» **TEXT PROVIDED**
++++++++++

For something distant like the moon DoF is trivial, as your calculation shows. This is because when an object is distant enough that all light rays entering the lens are parallel the lens will be maximally sharp at any aperture; absent optical aberrations. But (almost?) no lens is optically perfect; even the best lenses need stopped down about one stop to remove optical aberrations generated by the periphery of the objective (greatest bending of light). So even with the best lens the minimum would be about one stop smaller than max. And with many lower quality lenses this number may be f/8-f/11.

For example, this is the Nikkor AF 70-300/4.5-5.6; and you can see that at most focal lengths it is sharpest at f/11 when combined with the sensor resolution (not stated). enter image description here

But also note that sharpness starts to drop off at some smaller aperture due to diffraction (sensor resolution dependent). The choice of "best aperture" is always a tradeoff of fewer optical aberrations against greater diffraction... Or to put it another way; a larger zone of larger details and lower resolution acceptably sharp, VS a smaller zone of smaller details and greater resolution acceptably sharp.

And then there is the question of when are all the light rays entering the lens parallel to the point where aperture is not of consequence? In general that will be the infinity mark (or range) on a lens, and that is typically at around 1000 times the lens' focal length. So focusing anywhere close to the moon would be "at infinity" for any realistic camera lens focal length. But there is a lot of error in attempting to focus at those types of distances.

++++++++++

» **RECORD LIST**
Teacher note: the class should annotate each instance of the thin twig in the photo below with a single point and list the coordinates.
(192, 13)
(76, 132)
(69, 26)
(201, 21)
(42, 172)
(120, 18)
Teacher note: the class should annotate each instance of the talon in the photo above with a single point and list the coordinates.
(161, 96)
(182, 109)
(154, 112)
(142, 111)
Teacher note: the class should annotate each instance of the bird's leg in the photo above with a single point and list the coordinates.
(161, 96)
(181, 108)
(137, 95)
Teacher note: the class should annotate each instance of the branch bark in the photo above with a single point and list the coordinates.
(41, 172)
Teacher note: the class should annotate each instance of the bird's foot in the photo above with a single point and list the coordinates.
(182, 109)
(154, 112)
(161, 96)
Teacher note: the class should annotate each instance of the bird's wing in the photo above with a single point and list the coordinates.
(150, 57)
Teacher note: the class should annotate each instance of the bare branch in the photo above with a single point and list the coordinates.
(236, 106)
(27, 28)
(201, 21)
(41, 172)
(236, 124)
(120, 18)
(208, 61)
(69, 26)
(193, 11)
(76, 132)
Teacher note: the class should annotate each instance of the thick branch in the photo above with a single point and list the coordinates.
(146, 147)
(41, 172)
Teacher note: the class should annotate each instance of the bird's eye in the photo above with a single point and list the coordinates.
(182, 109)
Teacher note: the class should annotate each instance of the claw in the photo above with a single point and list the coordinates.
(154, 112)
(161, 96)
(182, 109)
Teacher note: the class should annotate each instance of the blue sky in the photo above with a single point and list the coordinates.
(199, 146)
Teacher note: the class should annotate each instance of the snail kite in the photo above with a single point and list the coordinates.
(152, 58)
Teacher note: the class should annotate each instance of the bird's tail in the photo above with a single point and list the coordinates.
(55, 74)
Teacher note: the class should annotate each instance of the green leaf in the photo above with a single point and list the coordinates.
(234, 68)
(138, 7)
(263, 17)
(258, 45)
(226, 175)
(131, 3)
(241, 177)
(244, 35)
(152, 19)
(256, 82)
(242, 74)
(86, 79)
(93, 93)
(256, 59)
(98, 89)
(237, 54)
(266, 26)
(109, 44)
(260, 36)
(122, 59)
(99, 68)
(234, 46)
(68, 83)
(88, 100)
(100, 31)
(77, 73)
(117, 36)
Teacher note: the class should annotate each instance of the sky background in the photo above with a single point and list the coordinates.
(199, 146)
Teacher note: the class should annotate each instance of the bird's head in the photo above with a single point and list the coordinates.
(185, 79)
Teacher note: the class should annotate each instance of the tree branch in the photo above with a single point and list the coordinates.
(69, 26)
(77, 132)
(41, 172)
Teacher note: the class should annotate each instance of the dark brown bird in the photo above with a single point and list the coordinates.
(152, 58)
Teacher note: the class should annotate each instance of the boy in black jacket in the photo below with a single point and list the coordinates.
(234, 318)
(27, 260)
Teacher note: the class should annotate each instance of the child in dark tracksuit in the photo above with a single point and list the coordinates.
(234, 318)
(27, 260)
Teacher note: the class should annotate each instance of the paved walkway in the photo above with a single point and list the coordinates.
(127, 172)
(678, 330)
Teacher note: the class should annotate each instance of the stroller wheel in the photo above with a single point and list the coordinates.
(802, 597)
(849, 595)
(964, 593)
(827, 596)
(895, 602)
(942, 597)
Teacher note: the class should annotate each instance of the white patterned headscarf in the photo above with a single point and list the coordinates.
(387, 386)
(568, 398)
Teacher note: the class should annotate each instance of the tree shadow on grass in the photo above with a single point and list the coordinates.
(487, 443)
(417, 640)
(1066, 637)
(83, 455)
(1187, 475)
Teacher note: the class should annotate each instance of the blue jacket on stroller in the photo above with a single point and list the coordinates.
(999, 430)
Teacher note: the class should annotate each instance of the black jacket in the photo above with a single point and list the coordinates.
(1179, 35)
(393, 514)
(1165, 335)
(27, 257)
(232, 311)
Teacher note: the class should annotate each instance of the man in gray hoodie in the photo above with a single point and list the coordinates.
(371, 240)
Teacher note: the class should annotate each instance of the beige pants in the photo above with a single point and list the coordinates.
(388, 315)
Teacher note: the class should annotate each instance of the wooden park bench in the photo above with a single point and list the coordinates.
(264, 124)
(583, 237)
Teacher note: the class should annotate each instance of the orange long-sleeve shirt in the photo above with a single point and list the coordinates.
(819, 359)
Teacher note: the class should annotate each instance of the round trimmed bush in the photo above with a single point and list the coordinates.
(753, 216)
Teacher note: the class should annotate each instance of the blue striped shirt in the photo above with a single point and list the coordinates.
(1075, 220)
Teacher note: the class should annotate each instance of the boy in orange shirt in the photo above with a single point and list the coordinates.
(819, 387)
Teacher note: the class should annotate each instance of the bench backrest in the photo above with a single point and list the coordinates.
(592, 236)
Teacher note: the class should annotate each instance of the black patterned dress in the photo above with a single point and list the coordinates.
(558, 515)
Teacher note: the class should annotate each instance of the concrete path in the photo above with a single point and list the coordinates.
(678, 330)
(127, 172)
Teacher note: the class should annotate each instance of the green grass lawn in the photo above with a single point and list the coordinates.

++++++++++

» **YOUR TASK**
Reproduce the passage on aperture and lens sharpness above word for word, in full.

» **EXERCISE RESULT**
For something distant like the moon DoF is trivial, as your calculation shows. This is because when an object is distant enough that all light rays entering the lens are parallel the lens will be maximally sharp at any aperture; absent optical aberrations. But (almost?) no lens is optically perfect; even the best lenses need stopped down about one stop to remove optical aberrations generated by the periphery of the objective (greatest bending of light). So even with the best lens the minimum would be about one stop smaller than max. And with many lower quality lenses this number may be f/8-f/11.

For example, this is the Nikkor AF 70-300/4.5-5.6; and you can see that at most focal lengths it is sharpest at f/11 when combined with the sensor resolution (not stated). enter image description here

But also note that sharpness starts to drop off at some smaller aperture due to diffraction (sensor resolution dependent). The choice of "best aperture" is always a tradeoff of fewer optical aberrations against greater diffraction... Or to put it another way; a larger zone of larger details and lower resolution acceptably sharp, VS a smaller zone of smaller details and greater resolution acceptably sharp.

And then there is the question of when are all the light rays entering the lens parallel to the point where aperture is not of consequence? In general that will be the infinity mark (or range) on a lens, and that is typically at around 1000 times the lens' focal length. So focusing anywhere close to the moon would be "at infinity" for any realistic camera lens focal length. But there is a lot of error in attempting to focus at those types of distances.